Gestellte Aufgabe 1:
Schreiben Sie aus dem Forenthread über Ping-Zeiten die Stelle wortgetreu nieder, die mit „## K3n$! (20.“ beginnt und sich bis einschließlich „cann0nf0dder (20. Oktober 2011)“ erstreckt.
╭─ Dokumentauszug
Ich vermute eher das es an den Servern von KD liegt. Diese nutzen andere Backbones etc. als VDF.

Hast du mal so in die Serverliste geschaut was es da an pings gibt? Du schreibst nämlich nur von deinen Favoriten. 

Wenn es in der normalen Serverliste welche mit den pings zwischen 20-30ms auftauchen ist mit deinem Netz alles i.O.


----------



## Pro Gamer (19. Oktober 2011)

hi

also wenn du mit lan kabel ver bunden hast könntest du mal folgendes versuchen

öffne die registry un geh auf folgenden pfad

\HKEY_LOCAL_MACHINE\System\CurrentControlSet\services\Tcpip\Parameters\Interfaces\

dann wähl deinen router aus müsste der sein mit den meisten einträgen

dann mach 2 neue DWORD einträge aber als 32 bit version

so die befehle heißen TcpNoDelay un TcpAckFrequency

so mach beim wert 1 un lass es auf hexadezimal

dann starte den pc neu un du müsstest einen besseren ping haben hat bei mir sogar mit dem umts stick geholfen

Gruß


----------



## python7960 (20. Oktober 2011)

@*K3n$!
cmd/heisse.de min 26ms, max 28ms, mid 26ms
computerbild.de 35ms
kabeldeutschland.de 25ms
Scheint alles io zu sein, es liegt wohl wirklich am Server Standort, wie von wuestenfux vermuttet wurde.  
@Pro Gamer 
Das werde ich ausprobieren. Was verendere ich damit, kann das System stabilität oder sicherheit beintrechtigen?
*


----------



## K3n$! (20. Oktober 2011)

Die Methode von Pro Gamer interessiert mich auch. 
Mit meiner VDSL Leitung hab ich so einen 30er Ping. 
Kann man da noch was machen ?


----------



## cann0nf0dder (20. Oktober 2011)

was pro gamer vorschlägt ist einfach ein win vista/ win 7 feature abzuschalten 
beide os haben die tolle möglichkeit pakete zur optimierung des  netzwerktraffics zu sammeln und dann gebündelt loszuschicken, das  schaltet man damit ab 
windows xp hatte dieses 'feature' noch nicht und muss daher nicht optimiert werden 

@K3n$!
╰─
Gestellte Aufgabe 2:
Tauschen Sie in den Datensätzen, beginnend mit der ersten Zeile und weiter bis einschließlich der Zeile mit „47 60 L 35 60“, den Ausdruck „front door“ gegen „back door“ aus, und geben Sie nur diese Zeilen ansonsten unverändert wieder.
╭─ Datensätze
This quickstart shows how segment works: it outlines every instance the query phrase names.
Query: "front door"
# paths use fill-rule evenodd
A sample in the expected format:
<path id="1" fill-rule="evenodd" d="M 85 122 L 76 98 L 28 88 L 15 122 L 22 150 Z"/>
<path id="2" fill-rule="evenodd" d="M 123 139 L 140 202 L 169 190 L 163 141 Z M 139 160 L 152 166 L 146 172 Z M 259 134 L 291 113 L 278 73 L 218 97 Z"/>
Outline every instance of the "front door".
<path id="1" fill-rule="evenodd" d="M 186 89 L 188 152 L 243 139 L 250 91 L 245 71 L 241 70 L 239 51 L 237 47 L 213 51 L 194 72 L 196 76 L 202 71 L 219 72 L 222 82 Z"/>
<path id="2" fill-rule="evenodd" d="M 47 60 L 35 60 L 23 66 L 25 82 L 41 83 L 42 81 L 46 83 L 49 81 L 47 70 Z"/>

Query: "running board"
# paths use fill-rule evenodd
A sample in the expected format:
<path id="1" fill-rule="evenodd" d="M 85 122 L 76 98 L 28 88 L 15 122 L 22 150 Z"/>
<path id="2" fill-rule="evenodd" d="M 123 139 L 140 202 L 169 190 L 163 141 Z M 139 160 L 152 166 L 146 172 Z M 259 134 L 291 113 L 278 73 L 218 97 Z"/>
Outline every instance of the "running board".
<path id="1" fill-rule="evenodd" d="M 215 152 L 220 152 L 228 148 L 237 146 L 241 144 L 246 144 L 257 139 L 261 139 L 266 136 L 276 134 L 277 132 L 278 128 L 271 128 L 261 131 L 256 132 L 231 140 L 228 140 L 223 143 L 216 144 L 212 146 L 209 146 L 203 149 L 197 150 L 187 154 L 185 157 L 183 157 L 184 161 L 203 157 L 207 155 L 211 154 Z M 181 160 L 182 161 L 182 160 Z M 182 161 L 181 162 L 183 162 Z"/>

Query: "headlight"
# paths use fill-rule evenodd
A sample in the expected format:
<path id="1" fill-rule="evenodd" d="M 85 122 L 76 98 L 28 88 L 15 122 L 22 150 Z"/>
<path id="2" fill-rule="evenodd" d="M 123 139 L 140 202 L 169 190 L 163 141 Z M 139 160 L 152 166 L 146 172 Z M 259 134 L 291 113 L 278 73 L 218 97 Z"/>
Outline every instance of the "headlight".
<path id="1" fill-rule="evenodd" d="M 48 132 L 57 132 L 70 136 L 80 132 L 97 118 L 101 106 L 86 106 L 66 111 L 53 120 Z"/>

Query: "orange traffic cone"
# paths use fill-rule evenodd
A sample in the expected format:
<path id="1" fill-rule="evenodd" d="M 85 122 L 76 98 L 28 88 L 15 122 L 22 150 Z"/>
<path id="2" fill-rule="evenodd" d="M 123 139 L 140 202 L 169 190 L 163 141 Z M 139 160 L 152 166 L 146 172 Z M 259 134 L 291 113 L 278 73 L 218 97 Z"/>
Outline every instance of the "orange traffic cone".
╰─
Fertige Antwort 1:
## K3n$! (20. Oktober 2011)

Die Methode von Pro Gamer interessiert mich auch. 
Mit meiner VDSL Leitung hab ich so einen 30er Ping. 
Kann man da noch was machen ?


----------



## cann0nf0dder (20. Oktober 2011)

Fertige Antwort 2:
This quickstart shows how segment works: it outlines every instance the query phrase names.
Query: "back door"
# paths use fill-rule evenodd
A sample in the expected format:
<path id="1" fill-rule="evenodd" d="M 85 122 L 76 98 L 28 88 L 15 122 L 22 150 Z"/>
<path id="2" fill-rule="evenodd" d="M 123 139 L 140 202 L 169 190 L 163 141 Z M 139 160 L 152 166 L 146 172 Z M 259 134 L 291 113 L 278 73 L 218 97 Z"/>
Outline every instance of the "back door".
<path id="1" fill-rule="evenodd" d="M 186 89 L 188 152 L 243 139 L 250 91 L 245 71 L 241 70 L 239 51 L 237 47 L 213 51 L 194 72 L 196 76 L 202 71 L 219 72 L 222 82 Z"/>
<path id="2" fill-rule="evenodd" d="M 47 60 L 35 60 L 23 66 L 25 82 L 41 83 L 42 81 L 46 83 L 49 81 L 47 70 Z"/>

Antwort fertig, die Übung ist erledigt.